» **EXERCISE PROMPT**:
Rescale the data from the line containing "Target: concrete pillar" through the end of the data. Reproduce every line, but multiply each polygon vertex coordinate by 2 and round to whole numbers, rounding halves up.

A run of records

* * * * * * * * *

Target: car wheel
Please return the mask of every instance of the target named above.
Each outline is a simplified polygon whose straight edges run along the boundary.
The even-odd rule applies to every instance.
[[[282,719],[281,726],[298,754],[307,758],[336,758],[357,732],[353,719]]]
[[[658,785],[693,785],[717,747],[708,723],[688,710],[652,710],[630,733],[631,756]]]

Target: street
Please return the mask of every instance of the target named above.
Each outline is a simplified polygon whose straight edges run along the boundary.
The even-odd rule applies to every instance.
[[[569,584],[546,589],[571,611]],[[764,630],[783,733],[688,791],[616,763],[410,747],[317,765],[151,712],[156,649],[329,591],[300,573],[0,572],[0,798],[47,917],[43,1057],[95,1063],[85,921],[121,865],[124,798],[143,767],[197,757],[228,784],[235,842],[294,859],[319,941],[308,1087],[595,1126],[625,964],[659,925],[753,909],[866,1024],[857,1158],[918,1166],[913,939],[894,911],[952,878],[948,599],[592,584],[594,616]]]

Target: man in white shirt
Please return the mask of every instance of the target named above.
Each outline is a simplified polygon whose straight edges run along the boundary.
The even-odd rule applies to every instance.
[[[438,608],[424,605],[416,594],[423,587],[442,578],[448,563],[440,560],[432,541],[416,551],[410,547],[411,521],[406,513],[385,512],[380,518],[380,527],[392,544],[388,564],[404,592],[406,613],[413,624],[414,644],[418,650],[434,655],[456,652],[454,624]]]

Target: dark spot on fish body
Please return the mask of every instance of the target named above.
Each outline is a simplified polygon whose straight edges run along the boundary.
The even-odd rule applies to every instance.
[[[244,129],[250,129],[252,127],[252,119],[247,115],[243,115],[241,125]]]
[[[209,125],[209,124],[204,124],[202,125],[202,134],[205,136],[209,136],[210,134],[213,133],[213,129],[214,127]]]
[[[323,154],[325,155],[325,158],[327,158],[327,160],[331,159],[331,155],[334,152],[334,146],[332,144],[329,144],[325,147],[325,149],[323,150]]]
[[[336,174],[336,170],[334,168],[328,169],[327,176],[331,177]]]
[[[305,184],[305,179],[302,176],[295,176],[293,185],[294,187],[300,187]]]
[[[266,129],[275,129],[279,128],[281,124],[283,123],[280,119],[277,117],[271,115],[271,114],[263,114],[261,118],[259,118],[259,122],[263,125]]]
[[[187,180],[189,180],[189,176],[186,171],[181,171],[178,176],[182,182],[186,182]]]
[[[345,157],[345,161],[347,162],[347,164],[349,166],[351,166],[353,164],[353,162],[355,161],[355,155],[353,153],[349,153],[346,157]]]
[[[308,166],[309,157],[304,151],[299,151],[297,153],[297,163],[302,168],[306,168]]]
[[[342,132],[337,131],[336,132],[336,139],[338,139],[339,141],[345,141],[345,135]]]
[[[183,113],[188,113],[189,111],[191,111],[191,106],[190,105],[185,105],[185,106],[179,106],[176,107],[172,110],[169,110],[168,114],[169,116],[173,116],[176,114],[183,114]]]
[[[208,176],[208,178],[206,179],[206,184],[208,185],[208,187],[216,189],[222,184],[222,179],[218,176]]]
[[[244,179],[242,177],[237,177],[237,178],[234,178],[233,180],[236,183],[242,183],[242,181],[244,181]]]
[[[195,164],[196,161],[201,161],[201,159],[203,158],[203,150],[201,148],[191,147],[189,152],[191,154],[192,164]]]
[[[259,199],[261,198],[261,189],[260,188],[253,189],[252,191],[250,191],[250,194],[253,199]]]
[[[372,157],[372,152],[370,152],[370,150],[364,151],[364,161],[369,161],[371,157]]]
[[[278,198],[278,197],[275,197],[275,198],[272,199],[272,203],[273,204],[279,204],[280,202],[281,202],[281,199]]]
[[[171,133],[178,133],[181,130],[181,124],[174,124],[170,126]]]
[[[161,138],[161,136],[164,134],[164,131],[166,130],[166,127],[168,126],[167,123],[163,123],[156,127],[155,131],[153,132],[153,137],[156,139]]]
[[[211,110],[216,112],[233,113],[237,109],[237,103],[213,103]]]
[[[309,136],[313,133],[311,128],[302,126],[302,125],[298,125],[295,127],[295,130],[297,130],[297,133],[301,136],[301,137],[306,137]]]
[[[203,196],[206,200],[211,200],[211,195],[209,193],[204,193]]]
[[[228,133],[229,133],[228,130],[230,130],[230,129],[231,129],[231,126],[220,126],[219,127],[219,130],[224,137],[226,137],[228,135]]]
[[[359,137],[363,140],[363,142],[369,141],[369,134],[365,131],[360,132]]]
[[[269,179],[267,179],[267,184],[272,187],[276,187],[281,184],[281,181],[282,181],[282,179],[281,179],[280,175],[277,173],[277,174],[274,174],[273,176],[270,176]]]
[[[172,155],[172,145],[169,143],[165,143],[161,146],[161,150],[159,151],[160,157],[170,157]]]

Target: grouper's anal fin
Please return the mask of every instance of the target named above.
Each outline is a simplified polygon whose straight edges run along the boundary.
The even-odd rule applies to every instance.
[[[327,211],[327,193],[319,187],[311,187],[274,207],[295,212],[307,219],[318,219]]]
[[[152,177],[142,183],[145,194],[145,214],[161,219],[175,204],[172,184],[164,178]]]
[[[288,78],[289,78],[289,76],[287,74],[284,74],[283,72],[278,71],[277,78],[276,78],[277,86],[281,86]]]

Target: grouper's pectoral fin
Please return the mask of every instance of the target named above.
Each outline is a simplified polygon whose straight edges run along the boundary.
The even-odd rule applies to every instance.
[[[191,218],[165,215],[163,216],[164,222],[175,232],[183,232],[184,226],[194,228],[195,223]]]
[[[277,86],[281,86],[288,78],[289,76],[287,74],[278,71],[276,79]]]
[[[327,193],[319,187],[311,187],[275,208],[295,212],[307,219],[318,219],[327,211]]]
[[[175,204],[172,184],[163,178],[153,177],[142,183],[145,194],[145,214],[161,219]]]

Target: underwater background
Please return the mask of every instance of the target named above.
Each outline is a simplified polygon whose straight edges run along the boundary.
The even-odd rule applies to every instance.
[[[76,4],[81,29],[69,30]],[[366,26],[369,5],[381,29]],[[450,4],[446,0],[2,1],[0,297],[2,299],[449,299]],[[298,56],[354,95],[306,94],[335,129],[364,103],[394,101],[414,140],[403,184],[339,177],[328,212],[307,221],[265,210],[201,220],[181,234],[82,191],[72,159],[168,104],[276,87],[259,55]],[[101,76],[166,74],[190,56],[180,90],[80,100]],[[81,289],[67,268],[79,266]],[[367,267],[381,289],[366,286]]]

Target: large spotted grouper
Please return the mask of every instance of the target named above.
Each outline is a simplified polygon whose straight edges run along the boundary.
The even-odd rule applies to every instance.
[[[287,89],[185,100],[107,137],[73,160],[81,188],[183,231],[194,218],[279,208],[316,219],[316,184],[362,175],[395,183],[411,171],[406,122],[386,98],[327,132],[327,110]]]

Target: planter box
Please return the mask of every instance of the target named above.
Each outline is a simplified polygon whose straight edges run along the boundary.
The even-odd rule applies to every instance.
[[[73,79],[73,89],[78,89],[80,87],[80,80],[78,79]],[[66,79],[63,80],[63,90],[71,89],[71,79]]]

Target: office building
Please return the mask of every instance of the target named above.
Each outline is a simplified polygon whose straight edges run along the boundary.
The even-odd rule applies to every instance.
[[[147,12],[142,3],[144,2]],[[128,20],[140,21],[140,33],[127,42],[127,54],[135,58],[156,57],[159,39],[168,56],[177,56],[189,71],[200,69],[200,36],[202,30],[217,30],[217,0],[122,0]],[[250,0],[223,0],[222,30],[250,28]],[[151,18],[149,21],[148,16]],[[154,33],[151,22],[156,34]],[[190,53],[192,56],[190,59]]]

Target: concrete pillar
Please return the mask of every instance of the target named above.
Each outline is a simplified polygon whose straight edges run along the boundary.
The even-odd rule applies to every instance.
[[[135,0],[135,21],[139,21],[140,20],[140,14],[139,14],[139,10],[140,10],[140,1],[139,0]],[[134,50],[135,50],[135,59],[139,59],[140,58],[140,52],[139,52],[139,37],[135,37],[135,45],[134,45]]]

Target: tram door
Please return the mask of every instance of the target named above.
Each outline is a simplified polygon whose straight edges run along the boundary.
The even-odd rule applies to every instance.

* * * * * * * * *

» **SOLUTION TO THE PROBLEM**:
Target: concrete pillar
Please return the mask of every instance of the target named above.
Each outline is a simplified polygon whose straight edges run along the boundary.
The even-odd rule applies to every instance.
[[[270,0],[270,42],[278,42],[280,40],[280,28],[278,28],[278,20],[280,20],[280,2],[278,0]],[[268,100],[270,100],[270,118],[278,118],[280,116],[280,104],[278,104],[278,74],[270,74],[270,90],[268,90]]]

Target: tram door
Please return the mask of every instance of the target named above.
Each outline is a simplified polygon whose straight edges run along the boundary.
The even-odd rule applies to every instance.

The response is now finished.